--- begin Records to use ---

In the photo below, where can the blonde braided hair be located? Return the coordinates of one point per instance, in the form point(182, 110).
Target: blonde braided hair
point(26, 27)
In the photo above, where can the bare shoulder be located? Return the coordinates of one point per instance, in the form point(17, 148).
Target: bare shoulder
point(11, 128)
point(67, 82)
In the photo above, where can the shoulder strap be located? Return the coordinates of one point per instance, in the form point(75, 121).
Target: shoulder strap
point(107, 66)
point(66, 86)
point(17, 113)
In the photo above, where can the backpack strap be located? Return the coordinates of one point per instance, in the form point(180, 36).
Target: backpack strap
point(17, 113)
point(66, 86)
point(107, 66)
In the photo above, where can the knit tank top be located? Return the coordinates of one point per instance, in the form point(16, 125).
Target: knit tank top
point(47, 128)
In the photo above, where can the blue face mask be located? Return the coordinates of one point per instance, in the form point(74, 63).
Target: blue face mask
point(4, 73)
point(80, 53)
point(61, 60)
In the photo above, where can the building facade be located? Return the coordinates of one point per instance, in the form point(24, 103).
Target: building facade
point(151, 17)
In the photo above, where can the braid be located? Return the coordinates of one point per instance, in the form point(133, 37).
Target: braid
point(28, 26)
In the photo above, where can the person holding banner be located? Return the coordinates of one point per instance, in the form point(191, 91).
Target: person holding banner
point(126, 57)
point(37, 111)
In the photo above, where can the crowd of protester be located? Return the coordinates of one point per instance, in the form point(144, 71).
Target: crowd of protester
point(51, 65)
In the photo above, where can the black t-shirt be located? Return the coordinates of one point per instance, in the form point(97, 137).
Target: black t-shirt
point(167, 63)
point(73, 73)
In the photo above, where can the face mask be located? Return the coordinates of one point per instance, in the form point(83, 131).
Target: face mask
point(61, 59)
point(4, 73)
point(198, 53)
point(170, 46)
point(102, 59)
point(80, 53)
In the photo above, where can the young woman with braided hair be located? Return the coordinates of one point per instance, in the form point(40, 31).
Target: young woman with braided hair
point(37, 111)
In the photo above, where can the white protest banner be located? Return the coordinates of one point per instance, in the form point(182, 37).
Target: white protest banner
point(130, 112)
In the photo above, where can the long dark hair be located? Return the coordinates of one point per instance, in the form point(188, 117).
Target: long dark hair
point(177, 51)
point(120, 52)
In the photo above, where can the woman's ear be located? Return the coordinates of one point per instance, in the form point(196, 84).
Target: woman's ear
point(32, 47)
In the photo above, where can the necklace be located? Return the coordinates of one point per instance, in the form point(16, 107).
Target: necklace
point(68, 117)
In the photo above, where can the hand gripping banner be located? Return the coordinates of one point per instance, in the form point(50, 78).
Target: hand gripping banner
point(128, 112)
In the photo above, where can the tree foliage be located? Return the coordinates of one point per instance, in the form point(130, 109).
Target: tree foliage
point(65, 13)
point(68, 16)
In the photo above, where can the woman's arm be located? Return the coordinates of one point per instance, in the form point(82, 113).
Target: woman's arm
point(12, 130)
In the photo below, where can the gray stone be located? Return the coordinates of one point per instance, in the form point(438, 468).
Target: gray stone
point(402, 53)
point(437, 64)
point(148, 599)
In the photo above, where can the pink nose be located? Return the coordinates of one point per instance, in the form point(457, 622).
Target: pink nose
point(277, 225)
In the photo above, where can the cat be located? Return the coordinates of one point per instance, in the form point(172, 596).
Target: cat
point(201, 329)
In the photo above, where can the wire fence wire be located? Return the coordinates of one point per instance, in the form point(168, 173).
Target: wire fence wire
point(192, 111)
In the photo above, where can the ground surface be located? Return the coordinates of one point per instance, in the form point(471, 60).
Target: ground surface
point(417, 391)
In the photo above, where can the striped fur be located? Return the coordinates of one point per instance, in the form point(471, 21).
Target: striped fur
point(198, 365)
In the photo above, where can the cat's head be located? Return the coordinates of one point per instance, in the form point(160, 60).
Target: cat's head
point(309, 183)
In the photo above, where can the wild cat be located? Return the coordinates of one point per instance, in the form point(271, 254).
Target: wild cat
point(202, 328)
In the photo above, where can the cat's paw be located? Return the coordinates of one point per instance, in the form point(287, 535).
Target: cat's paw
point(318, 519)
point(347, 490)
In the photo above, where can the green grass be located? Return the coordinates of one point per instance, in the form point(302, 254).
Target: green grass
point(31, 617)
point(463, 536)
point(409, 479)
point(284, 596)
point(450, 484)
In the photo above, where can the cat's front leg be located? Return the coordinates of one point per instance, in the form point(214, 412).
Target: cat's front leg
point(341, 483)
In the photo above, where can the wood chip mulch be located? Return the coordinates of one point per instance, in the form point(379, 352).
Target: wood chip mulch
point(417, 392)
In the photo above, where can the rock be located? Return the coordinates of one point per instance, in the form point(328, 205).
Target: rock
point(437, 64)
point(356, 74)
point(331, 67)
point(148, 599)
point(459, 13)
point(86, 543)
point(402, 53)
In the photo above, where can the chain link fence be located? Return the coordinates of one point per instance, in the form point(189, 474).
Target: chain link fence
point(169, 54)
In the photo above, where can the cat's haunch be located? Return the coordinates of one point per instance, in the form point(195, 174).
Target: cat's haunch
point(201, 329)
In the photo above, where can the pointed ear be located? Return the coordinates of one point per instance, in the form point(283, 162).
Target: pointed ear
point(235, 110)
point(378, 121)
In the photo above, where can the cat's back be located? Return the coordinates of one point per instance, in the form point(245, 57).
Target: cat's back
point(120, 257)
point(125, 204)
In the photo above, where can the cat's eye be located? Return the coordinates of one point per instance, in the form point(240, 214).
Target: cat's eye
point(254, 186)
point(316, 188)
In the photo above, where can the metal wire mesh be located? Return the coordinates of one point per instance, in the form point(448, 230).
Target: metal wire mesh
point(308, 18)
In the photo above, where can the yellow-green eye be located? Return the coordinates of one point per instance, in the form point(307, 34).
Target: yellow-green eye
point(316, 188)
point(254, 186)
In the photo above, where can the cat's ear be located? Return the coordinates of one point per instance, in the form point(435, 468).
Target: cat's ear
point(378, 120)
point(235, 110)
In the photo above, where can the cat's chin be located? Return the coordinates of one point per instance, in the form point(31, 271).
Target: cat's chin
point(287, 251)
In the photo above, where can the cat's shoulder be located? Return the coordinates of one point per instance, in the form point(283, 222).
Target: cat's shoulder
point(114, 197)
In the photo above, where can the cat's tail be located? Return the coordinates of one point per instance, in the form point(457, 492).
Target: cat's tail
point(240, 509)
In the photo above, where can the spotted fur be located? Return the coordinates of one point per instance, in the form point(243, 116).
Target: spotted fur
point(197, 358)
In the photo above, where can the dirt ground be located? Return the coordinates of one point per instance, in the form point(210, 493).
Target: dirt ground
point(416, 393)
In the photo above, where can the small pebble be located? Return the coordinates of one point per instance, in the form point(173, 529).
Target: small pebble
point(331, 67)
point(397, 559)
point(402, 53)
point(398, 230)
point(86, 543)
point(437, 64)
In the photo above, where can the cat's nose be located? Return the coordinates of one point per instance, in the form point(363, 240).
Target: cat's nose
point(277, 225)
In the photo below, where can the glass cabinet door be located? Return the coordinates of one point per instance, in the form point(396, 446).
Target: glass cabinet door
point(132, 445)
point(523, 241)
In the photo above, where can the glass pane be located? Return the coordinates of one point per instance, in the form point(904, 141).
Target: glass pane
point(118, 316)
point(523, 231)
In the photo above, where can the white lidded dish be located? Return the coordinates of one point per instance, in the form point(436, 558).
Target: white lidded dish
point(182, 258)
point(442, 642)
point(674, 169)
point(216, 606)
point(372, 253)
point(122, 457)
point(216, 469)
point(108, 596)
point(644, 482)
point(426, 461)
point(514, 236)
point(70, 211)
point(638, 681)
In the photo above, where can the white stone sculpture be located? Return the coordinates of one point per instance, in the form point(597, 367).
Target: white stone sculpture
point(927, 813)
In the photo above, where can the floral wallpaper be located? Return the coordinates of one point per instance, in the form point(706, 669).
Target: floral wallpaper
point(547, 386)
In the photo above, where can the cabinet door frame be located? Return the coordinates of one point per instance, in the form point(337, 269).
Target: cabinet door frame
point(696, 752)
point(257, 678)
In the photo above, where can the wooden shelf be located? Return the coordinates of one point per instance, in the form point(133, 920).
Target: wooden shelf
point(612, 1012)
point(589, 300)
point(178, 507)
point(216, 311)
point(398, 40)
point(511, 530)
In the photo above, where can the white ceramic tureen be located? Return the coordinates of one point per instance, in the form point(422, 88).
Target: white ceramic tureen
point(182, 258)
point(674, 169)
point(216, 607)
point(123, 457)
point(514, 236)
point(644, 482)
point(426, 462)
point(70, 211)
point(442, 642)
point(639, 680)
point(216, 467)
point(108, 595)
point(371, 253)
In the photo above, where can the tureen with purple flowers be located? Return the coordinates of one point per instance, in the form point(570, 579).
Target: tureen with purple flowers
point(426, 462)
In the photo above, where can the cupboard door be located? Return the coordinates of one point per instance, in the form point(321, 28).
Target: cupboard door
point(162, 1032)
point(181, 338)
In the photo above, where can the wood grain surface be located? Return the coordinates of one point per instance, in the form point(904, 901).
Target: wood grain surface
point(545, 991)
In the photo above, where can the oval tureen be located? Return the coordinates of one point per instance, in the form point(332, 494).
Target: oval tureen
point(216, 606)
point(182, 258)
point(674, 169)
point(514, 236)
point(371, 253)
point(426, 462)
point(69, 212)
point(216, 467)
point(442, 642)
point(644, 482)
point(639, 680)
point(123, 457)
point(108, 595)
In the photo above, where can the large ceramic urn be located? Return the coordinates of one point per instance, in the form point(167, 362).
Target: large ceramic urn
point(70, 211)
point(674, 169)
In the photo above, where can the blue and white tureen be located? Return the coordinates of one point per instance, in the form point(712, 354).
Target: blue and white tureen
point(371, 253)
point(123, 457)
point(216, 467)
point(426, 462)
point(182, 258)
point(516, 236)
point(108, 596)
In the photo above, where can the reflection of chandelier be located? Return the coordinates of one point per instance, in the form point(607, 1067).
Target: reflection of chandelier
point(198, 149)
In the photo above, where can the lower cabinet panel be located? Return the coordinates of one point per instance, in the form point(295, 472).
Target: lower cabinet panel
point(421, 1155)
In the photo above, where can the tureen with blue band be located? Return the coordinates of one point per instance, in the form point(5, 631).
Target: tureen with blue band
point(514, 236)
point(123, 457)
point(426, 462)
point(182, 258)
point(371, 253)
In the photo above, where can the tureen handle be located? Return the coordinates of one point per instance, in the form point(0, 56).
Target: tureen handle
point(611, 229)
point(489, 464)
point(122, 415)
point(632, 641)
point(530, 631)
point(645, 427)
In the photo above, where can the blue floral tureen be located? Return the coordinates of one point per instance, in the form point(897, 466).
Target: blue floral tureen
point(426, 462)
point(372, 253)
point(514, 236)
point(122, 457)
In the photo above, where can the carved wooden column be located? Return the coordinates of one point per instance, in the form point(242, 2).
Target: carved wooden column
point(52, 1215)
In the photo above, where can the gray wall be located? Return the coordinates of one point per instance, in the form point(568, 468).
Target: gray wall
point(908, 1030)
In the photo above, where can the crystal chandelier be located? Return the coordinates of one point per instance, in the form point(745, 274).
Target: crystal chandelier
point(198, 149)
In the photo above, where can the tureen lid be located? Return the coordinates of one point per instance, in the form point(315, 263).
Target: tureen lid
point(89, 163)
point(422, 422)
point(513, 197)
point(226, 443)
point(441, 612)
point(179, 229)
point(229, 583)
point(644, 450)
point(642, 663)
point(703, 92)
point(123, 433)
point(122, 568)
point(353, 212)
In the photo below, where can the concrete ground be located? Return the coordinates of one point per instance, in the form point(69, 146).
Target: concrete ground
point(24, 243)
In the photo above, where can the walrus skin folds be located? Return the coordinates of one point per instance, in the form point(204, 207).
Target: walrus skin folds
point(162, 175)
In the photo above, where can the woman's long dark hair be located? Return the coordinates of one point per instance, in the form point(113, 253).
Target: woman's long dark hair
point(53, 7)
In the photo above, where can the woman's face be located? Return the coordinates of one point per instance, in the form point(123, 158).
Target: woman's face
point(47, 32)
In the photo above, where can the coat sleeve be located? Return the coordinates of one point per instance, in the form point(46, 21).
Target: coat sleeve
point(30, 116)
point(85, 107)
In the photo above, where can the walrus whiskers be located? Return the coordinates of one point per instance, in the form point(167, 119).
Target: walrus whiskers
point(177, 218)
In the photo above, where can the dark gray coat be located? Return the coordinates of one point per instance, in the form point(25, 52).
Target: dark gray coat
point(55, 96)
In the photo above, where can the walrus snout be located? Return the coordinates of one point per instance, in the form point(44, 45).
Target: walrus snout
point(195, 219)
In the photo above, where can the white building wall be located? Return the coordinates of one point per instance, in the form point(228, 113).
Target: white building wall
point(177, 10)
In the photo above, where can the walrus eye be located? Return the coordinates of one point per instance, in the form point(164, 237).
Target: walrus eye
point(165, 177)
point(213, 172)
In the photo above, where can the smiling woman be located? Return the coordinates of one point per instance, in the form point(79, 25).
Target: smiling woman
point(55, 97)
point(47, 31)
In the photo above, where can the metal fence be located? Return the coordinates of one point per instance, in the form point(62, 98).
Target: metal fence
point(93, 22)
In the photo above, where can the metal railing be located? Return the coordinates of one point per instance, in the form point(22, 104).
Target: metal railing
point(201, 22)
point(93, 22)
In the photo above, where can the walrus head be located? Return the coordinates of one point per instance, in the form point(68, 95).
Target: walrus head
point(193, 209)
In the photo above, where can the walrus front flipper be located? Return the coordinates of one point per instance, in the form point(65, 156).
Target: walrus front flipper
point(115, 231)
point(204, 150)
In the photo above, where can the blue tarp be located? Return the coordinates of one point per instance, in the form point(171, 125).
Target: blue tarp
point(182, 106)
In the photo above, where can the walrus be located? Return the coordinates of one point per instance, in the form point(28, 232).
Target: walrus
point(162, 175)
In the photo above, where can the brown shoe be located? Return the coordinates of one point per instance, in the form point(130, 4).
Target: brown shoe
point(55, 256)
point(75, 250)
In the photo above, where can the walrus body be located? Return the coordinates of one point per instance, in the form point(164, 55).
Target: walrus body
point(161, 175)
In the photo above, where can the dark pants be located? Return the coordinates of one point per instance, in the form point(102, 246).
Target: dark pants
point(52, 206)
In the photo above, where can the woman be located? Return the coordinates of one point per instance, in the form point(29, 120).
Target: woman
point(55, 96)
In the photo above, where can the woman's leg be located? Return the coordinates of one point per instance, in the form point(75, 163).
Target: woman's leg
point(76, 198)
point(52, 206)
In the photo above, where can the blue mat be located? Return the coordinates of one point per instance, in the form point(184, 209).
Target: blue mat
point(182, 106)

--- end Records to use ---

- [Exercise instructions]
Copy out the lines of the records above, starting at the line that contains "In the photo above, where can the hand" and ending with the line that contains "point(417, 391)", both included.

- [In response]
In the photo above, where can the hand gripping banner be located? Return the coordinates of one point per instance, in the form point(50, 78).
Target: hand gripping banner
point(128, 112)
In the photo above, where can the tree foliage be located? Return the coordinates of one point per instance, in the form point(130, 109).
Target: tree foliage
point(65, 13)
point(68, 16)
In the photo above, where can the woman's arm be located? Return the coordinates of one point per instance, in the form point(82, 113).
Target: woman's arm
point(12, 130)
In the photo below, where can the gray stone be located? Return the coordinates of one point per instance, in the form point(438, 468).
Target: gray stone
point(402, 53)
point(437, 64)
point(148, 599)
In the photo above, where can the pink nose be located? Return the coordinates of one point per instance, in the form point(457, 622).
Target: pink nose
point(277, 225)
In the photo above, where can the cat be located? Return the coordinates of one point per instance, in the form point(172, 596).
Target: cat
point(201, 329)
In the photo above, where can the wire fence wire be located? Return the coordinates of one point per instance, in the form point(168, 173).
Target: wire fence wire
point(192, 111)
In the photo above, where can the ground surface be located? Return the coordinates of one point per instance, in the form point(471, 60).
Target: ground surface
point(417, 391)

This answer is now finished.